▶ _Task prompt_
List every company named in the investment commentary below.

▶ _Given passage_
=-=-=-=-=
The company benefits from its exposure to the secular recycling and circular economy model trends. Its multi-metal expertise means the company is well positioned to benefit from increasing volumes and more complex recycling materials. Aurubis started expanding in the US, historically an underdeveloped recycling market, which should further support the company growth over the next few years.

What drove the stock down?

The quarter started well as Aurubis once again increased guidance citing continued high metal prices as the main reason. Aurubis started underperforming in line with the sector as metal prices slid on demand concerns with the Chinese property market being a large contributing factor. Base metals and copper in particular continued to decline towards the end of the quarter due to growing concerns over a global economic slowdown on the back of rapid interest rate hikes across the world and China’s struggles with coronavirus.

So why hold? Its main smelting operations are among the most efficient in the world. Even if the price of copper continues to normalize, we could see treatment and recycling charges rise going into 2023. Furthermore, the company’s strong balance sheet means the company is among the best positioned for investors who are looking for exposure to materials.


During the quarter, we initiated a new position in IPSOS Sa (IPS FR). A leader in market research with a solid brand reputation, IPSOS focuses its expertise exclusively on survey-based research. It is ranked #2 worldwide in this area with a 7% market share. The survey research segment alone accounts for two- thirds of the global market research industry, with the rest consisting mostly of panel studies. It operates 5 segments: marketing, ads, media, opinion/social, and consumer satisfaction.

The company has been able to consistently grow faster than its peers thanks to its geographic mix and capacity to manage its services at a global scale. Indeed, 27% of its business is from emerging countries where competition is more local and demand for advertising research is growing twice as fast as developed markets. IPSOS also benefits from the trend toward surveys being done online. With 60% of its surveys being completed that way and the expectation that it will reach more than 70% in the near future, the company should be able to benefit from a margin standpoint.


Over the quarter, we also initiated positions in Menicon Co and Kurita Water Industries. We will profile these names in future commentaries.

During the quarter we exited Clipper Logistics Plc.
=-=-=-=-=
Saved entries:
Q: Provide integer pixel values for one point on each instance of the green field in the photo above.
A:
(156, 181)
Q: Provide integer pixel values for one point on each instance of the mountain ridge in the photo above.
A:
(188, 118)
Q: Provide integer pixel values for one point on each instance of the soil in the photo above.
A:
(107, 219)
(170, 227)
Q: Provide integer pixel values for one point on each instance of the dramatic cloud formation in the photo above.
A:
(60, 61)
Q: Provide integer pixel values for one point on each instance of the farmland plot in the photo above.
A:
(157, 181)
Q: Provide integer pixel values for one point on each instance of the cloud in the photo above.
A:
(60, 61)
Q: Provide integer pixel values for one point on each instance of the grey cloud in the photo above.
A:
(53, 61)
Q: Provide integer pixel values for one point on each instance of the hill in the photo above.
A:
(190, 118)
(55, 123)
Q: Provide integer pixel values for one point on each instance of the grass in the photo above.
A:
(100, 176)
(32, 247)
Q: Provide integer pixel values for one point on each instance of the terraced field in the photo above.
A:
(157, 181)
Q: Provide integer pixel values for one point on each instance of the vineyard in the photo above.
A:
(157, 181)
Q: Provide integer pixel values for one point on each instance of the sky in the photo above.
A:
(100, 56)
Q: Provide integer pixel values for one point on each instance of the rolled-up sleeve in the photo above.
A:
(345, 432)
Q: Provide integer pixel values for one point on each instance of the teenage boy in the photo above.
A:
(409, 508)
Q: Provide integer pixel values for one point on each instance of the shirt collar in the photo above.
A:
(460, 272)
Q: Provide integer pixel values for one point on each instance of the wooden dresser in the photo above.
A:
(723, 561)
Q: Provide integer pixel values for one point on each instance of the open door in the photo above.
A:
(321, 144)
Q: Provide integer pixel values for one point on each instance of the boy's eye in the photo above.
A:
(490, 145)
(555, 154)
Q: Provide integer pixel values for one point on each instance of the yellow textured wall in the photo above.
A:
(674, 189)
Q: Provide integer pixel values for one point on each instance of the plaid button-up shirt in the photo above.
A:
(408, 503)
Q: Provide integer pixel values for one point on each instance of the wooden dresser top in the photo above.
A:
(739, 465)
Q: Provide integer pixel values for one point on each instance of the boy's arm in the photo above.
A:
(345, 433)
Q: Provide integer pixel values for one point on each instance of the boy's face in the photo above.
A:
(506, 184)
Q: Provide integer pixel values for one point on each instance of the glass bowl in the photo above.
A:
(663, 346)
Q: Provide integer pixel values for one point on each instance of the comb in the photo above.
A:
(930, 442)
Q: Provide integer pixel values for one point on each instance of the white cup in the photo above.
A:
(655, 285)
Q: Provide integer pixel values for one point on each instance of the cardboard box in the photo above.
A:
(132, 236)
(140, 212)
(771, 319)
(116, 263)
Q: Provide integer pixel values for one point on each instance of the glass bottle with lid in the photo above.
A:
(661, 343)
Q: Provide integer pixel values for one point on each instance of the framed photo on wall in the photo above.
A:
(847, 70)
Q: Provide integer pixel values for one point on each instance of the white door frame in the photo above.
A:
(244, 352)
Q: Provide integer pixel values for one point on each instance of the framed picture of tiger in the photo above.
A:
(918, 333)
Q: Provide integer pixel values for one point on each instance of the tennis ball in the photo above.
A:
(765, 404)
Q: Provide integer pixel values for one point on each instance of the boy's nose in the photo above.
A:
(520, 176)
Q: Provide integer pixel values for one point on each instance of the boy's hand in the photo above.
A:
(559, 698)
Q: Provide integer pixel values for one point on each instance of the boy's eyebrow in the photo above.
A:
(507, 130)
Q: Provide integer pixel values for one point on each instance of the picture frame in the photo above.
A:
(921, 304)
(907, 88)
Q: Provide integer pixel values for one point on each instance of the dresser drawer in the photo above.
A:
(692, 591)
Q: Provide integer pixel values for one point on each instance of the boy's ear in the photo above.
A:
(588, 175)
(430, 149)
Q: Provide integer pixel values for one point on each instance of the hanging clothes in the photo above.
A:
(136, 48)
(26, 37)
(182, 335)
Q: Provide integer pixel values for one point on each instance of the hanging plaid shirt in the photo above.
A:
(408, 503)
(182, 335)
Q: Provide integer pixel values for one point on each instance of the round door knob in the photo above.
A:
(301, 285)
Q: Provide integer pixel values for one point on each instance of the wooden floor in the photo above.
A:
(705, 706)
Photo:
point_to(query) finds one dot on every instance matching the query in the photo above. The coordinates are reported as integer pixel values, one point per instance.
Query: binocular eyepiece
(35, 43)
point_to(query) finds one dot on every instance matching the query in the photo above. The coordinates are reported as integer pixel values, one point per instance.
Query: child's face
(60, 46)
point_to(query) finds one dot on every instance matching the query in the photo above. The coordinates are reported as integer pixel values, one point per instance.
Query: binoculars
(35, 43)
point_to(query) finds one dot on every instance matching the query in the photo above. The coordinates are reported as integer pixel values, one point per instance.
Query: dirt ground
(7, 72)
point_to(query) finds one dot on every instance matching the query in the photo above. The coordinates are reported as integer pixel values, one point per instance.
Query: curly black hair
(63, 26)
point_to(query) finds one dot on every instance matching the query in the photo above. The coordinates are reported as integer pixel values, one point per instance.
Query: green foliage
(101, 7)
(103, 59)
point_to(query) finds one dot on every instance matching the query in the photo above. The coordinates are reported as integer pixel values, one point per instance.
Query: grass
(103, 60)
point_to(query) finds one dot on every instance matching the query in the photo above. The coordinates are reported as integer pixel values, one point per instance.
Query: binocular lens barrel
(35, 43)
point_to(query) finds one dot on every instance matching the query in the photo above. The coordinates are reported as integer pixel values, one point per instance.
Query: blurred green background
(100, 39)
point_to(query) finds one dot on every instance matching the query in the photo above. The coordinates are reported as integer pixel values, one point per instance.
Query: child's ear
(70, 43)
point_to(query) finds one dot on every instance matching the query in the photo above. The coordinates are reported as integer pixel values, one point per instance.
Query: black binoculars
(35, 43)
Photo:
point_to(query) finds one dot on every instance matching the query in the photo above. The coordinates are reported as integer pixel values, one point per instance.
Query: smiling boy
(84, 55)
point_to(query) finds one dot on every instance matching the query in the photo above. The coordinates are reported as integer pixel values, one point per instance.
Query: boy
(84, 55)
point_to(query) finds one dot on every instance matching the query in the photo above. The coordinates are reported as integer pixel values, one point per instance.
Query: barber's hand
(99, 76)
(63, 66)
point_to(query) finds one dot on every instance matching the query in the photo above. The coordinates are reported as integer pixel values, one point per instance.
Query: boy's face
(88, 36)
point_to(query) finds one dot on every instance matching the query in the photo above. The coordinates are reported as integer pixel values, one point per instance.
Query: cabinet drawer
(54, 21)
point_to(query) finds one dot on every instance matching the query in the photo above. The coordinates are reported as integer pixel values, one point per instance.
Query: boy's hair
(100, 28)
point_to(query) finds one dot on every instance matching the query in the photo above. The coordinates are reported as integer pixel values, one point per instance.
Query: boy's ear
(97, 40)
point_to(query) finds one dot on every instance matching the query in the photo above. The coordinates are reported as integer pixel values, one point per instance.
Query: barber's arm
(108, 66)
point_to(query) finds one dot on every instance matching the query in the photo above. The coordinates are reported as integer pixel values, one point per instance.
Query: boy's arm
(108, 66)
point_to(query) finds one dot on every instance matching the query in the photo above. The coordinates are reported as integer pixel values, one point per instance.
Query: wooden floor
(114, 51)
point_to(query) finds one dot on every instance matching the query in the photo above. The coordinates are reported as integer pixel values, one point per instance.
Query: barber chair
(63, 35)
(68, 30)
=-=-=-=-=
▶ _Exercise answer_
Aurubis, IPSOS Sa, Menicon Co, Kurita Water Industries, Clipper Logistics Plc